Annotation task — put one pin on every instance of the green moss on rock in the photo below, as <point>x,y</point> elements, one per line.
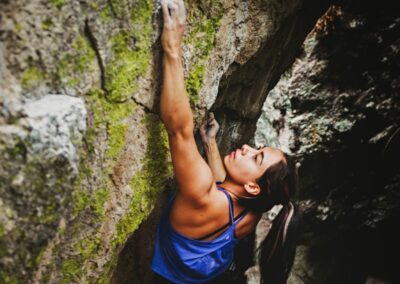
<point>148,183</point>
<point>132,54</point>
<point>202,37</point>
<point>31,78</point>
<point>58,3</point>
<point>75,62</point>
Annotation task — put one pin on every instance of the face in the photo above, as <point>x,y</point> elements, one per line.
<point>248,164</point>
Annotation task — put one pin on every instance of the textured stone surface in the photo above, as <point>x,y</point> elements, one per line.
<point>337,110</point>
<point>82,196</point>
<point>108,53</point>
<point>39,162</point>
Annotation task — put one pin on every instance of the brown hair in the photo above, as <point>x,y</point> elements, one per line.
<point>276,253</point>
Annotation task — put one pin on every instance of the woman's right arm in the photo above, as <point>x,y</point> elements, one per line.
<point>192,173</point>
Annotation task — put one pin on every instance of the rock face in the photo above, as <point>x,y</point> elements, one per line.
<point>85,165</point>
<point>337,109</point>
<point>82,176</point>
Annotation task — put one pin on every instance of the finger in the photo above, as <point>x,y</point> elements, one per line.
<point>164,6</point>
<point>181,9</point>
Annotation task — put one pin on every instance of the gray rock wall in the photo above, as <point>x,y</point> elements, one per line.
<point>337,111</point>
<point>81,176</point>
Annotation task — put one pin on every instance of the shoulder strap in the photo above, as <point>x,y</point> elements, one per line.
<point>237,219</point>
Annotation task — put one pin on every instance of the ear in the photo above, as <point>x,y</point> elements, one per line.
<point>252,188</point>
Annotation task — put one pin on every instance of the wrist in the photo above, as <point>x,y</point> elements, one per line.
<point>172,55</point>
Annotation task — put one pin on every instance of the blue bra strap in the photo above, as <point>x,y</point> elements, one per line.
<point>230,204</point>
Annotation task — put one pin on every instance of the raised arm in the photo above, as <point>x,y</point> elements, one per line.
<point>208,133</point>
<point>192,173</point>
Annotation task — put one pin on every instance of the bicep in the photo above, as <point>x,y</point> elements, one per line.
<point>193,175</point>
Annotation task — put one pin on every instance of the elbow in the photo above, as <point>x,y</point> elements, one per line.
<point>178,125</point>
<point>182,131</point>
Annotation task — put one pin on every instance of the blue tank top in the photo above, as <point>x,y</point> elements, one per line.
<point>181,259</point>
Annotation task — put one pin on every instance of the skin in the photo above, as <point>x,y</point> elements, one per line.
<point>199,207</point>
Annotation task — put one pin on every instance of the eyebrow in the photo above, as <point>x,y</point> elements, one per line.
<point>262,157</point>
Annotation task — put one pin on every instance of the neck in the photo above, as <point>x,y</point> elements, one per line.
<point>236,190</point>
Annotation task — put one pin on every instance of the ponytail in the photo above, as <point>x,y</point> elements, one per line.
<point>277,251</point>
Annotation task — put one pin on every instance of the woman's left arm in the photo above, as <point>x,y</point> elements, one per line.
<point>208,132</point>
<point>192,173</point>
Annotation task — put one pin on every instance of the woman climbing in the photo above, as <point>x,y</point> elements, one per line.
<point>204,221</point>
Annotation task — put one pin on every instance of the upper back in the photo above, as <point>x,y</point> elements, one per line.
<point>196,220</point>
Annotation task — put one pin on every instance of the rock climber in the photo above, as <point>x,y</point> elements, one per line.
<point>204,221</point>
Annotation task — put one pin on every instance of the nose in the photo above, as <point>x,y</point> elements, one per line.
<point>247,149</point>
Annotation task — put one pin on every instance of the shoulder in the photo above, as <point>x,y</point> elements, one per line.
<point>248,224</point>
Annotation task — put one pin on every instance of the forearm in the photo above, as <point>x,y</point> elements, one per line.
<point>174,103</point>
<point>214,160</point>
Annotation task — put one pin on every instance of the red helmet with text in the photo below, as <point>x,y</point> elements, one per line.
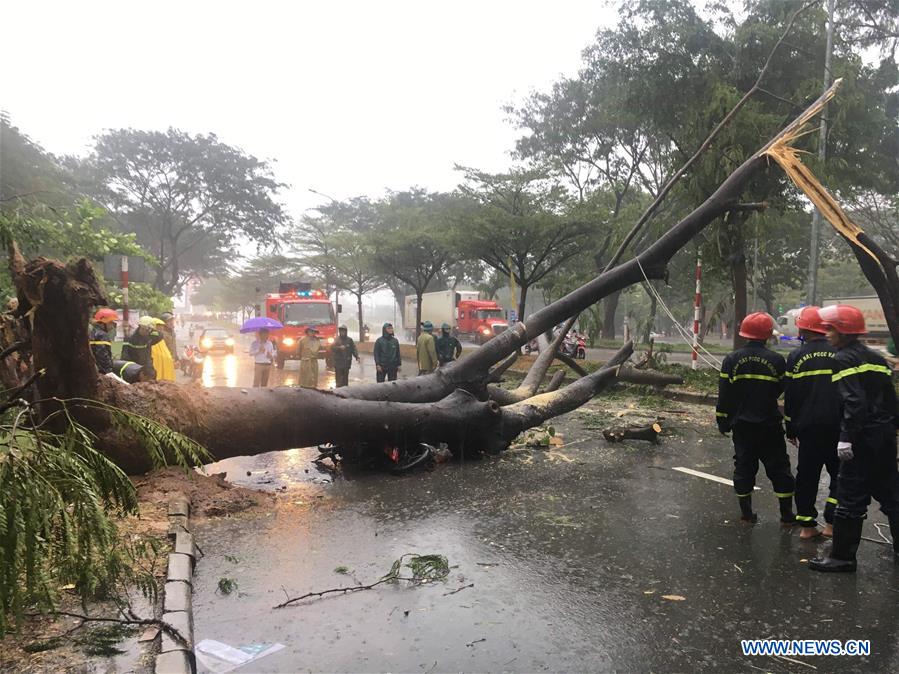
<point>105,315</point>
<point>845,319</point>
<point>758,325</point>
<point>809,319</point>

What you need to do.
The pictures in the entries should be left out; output everything else exactly.

Result of this task.
Annotation task — put one pin on every instance of the green moss on rock in the photo below, as <point>x,y</point> elements, one per line.
<point>148,183</point>
<point>132,54</point>
<point>202,37</point>
<point>31,78</point>
<point>58,3</point>
<point>75,62</point>
Annotation task — put one pin on every instance of the face in the photo above, as <point>x,y</point> elements, one per line.
<point>248,164</point>
Annotation task — put one pin on every instance of the textured stone surface in the photo above, as <point>x,y</point> elements, one per line.
<point>337,110</point>
<point>82,196</point>
<point>108,53</point>
<point>39,162</point>
Annotation task — put one pin on every instance of the brown hair in the photo above, as <point>x,y</point> elements, one per line.
<point>276,253</point>
Annotation task — put one pin on every instance of the woman's right arm in the photo above, as <point>x,y</point> elements, one per line.
<point>192,173</point>
Annotation task — put one pin on every instance of the rock face in the photo above, as <point>x,y</point> elements, one per line.
<point>85,165</point>
<point>337,109</point>
<point>82,176</point>
Annotation task — put one pin on every instance of the finger in the photo above, as <point>x,y</point> elements, one per line.
<point>164,6</point>
<point>181,9</point>
Annotation task — put one pin on every instance of the gray rock wall in the photo above, as <point>x,y</point> elements, one per line.
<point>337,111</point>
<point>81,176</point>
Annotation task — put one pin on every instance of the shoulder strap in the photo above, as <point>x,y</point> elements, one per line.
<point>237,219</point>
Annotation task — put one pin on every instance of the ear in the photo above, as <point>x,y</point> elements, one per line.
<point>252,188</point>
Annotation task — put one pin on every instance of the wrist in the photo above, as <point>x,y</point> elements, one per line.
<point>172,55</point>
Annotation task — put one pin on every instance of the blue bra strap in the photo above, as <point>x,y</point> elements, one per line.
<point>230,204</point>
Annotation task — put one pin on every instance of the raised arm in the photo above, as <point>x,y</point> elements, one per line.
<point>208,133</point>
<point>192,173</point>
Annotation task — put one pin on every instance of the bicep in the photo above, as <point>x,y</point> elements, one per line.
<point>193,175</point>
Annotation task — put one pin on every instance of the elbow in the photo above, as <point>x,y</point> elements, one per line.
<point>178,125</point>
<point>182,131</point>
Annotation task — put one pin on every instance of the blue tank top in the photo above, as <point>x,y</point> elements, one per line.
<point>181,259</point>
Annotation task — put one pin on every instance of the skin in the photo above, as <point>x,y</point> elements, one per line.
<point>199,207</point>
Annotation task — put one pin on every instance of the eyebrow in the photo above, as <point>x,y</point> elements, one per line.
<point>262,157</point>
Annotation task — put one pin on every instance of the neck in the photo above, as <point>x,y</point> elements, one per line.
<point>236,190</point>
Annotation task — put one pin on every instance of the ponytail in the photo above, as <point>x,y</point> elements, one per line.
<point>277,251</point>
Annotation task — put one pin on every instance of the woman's left arm in the photo above, as <point>x,y</point> elements, one per line.
<point>208,132</point>
<point>192,173</point>
Annotation task — put one pin on every instance of the woman climbing in the photo above, as <point>x,y</point> elements, one per line.
<point>204,221</point>
Annotation task — put one pin on every instance of the upper back in the photo above, as <point>x,y</point> elements, one per line.
<point>196,220</point>
Annotation task — put one pin on every instance of the rock climber in the photo above, as <point>x,y</point> elements, one per line.
<point>204,221</point>
Annotation task — put one pin on every instance of the nose in the photo above, as <point>x,y</point> elements, one per line.
<point>247,149</point>
Annotation task — put one pin on every instance of the shoulder in the photo above, as <point>x,y</point> elements, one per line.
<point>248,224</point>
Annotation task — put one pin on every instance of the forearm in the photo above, as <point>x,y</point> elements, one per line.
<point>174,103</point>
<point>214,160</point>
Annotation task — put one pin on every instance of the red helmet with text in the photo below, as <point>x,y</point> elements, one per line.
<point>105,315</point>
<point>845,319</point>
<point>758,325</point>
<point>809,319</point>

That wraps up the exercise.